Shared Jobs
    • Dark
      Light

    Shared Jobs

    • Dark
      Light

    Article Summary

    Overview

    This article is the head of a series on Shared Jobs in Matillion ETL. Related articles include:

    Shared jobs allow you to bundle entire workflows into a single custom component and then use those custom components anywhere else in the project. Only orchestration jobs (and the transformation jobs they link to) can be shared in this manner. If a job calls another job via Run Orchestration or Run Transformation components, then all jobs will be included in the shared job. To this end, a shared job can include as many jobs as the user wishes.

    Within a shared job, the Run Orchestration component can't run an orchestration job that hasn't originally been packaged inside the shared job. If you try this, the following fail error will occur:

    {{Parameter Validation Failure:
    Job Name - Could not find job with name [<JobName>]}}
    

    Therefore, all orchestration jobs required by the workflow should be included in the shared job.


    Creating a shared job

    To create a shared job, right-click on any job in the project's job list and click Generate Shared Job. The Generate Shared Job wizard will open, where you can configure your shared job.
    The job that you right-click on is the "root" job that the new shared job relates to.


    Shared job configuration

    The Generate Shared Job wizard contains three pages of configuration settings you are required to complete. On the first page, complete the following fields:

    • New Shared Job: Select either Create New to create an entirely new shared job, or Copy From Existing to create a shared job based on an already existing job.

SHORT TASK A →
Answer these questions from the shared jobs article, one per line:
(i) Which jobs can be shared?
(ii) What do you right-click, and which option do you then choose, to create a shared job?
(iii) How many pages of configuration settings does the Generate Shared Job wizard contain?
SHORT TASK B → Write a continuation of the shared jobs article that picks up after its last sentence.

DATA LISTING →
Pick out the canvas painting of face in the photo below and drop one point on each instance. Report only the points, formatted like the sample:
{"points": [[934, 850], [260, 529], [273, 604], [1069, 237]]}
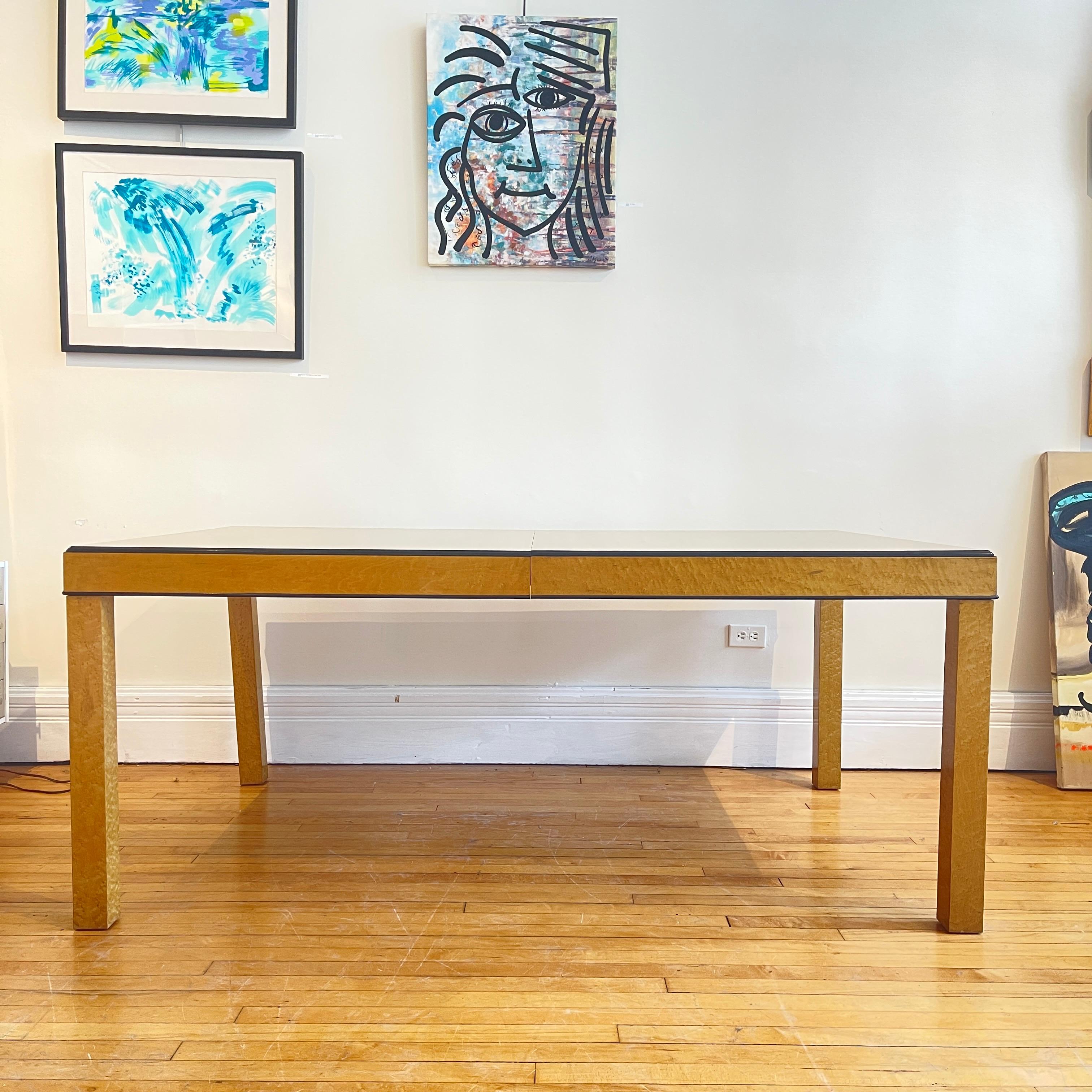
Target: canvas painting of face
{"points": [[1067, 482], [521, 140]]}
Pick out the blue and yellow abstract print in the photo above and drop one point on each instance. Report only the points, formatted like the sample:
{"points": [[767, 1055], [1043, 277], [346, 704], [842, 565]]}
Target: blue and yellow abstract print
{"points": [[178, 46], [182, 251]]}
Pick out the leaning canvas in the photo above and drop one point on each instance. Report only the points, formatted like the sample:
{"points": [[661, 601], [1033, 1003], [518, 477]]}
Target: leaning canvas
{"points": [[1067, 479], [522, 139]]}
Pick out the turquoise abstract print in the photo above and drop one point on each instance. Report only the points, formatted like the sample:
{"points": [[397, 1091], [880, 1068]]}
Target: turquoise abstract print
{"points": [[178, 46], [174, 251]]}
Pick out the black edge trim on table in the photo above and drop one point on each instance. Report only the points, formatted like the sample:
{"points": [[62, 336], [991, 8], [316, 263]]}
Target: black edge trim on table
{"points": [[518, 553], [514, 597], [225, 153], [289, 122]]}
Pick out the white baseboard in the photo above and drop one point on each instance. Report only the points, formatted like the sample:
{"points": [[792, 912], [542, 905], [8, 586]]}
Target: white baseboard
{"points": [[568, 725]]}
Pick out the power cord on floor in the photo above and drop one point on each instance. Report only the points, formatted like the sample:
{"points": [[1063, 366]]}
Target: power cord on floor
{"points": [[42, 777]]}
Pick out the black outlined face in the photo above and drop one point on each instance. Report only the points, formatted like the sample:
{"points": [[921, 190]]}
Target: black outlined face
{"points": [[521, 139], [522, 147]]}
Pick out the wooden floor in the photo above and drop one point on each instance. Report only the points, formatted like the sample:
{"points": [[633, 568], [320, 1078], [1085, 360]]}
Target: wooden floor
{"points": [[456, 928]]}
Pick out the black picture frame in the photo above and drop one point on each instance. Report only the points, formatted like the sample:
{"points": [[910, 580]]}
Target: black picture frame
{"points": [[289, 122], [296, 157]]}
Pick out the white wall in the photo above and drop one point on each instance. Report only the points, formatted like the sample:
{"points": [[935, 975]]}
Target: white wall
{"points": [[857, 296]]}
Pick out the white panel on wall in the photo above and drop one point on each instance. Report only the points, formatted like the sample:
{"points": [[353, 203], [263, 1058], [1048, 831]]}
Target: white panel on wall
{"points": [[719, 727]]}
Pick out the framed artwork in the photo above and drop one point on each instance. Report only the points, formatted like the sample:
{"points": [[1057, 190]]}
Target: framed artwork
{"points": [[1067, 481], [230, 62], [521, 140], [181, 252]]}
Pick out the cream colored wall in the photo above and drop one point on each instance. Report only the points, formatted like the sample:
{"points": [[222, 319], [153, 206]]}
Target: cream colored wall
{"points": [[857, 295]]}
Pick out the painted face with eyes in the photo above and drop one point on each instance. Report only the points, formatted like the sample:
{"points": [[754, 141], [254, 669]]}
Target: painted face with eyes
{"points": [[524, 153]]}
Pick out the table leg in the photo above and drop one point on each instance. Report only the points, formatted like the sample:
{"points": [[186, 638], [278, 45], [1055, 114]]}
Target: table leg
{"points": [[827, 700], [93, 762], [249, 702], [961, 878]]}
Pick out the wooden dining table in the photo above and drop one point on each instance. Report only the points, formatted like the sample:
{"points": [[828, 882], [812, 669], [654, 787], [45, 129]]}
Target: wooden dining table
{"points": [[243, 565]]}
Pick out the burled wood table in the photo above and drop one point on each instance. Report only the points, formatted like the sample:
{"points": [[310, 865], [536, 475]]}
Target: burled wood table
{"points": [[245, 564]]}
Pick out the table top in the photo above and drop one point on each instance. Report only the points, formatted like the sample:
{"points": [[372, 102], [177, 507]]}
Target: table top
{"points": [[350, 541]]}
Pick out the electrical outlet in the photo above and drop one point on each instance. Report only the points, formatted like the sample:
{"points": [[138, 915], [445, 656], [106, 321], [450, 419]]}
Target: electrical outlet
{"points": [[747, 637]]}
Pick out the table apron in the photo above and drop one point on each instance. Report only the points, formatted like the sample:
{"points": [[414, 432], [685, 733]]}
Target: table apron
{"points": [[541, 577]]}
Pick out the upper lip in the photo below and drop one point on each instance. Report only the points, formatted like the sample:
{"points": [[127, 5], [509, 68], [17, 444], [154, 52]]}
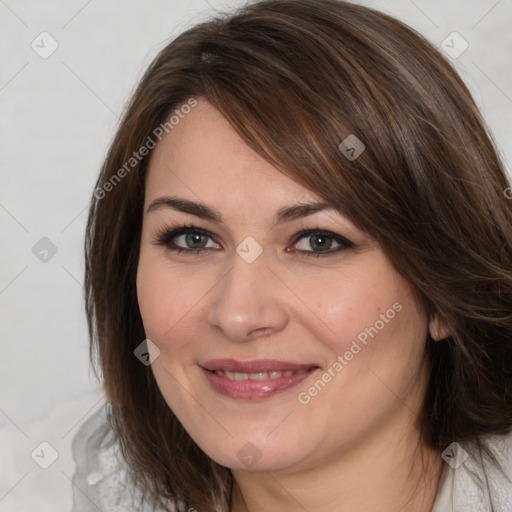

RESULT A →
(i) Only orchestration jobs, along with the transformation jobs they link to.
(ii) Any job in the project's job list, then Generate Shared Job.
(iii) Three.

RESULT B →
    • Existing: If you selected Copy From Existing, you need to select an existing shared job on which to base the new shared job. Select the job from the drop-down list.
    • Package: The package name for the new shared job. Nested packages can be specified using a period (dot) to separate package names. For example, toplevel.nesteda.nestedb specifies that the package nestedb is inside package nesteda, which is inside package toplevel.
    • Name: A name for the new shared job. Names may contain letters, numbers, underscores, single spaces, parentheses, and hyphens. Jobs can have identical names if they're within different parts of the shared jobs resource tree.
    • Revision: The revision number of the shared job. When first creating the shared job, the default revision is 1.
    • Icon: Click Browse... to locate and select an icon for this shared job. The icon must be a .png file. Matillion ETL provides a default icon if you don't select one here.
    • Description: A meta description of the shared job. This description will be visible in the component's Help tab. Simple HTML can be used for formatting.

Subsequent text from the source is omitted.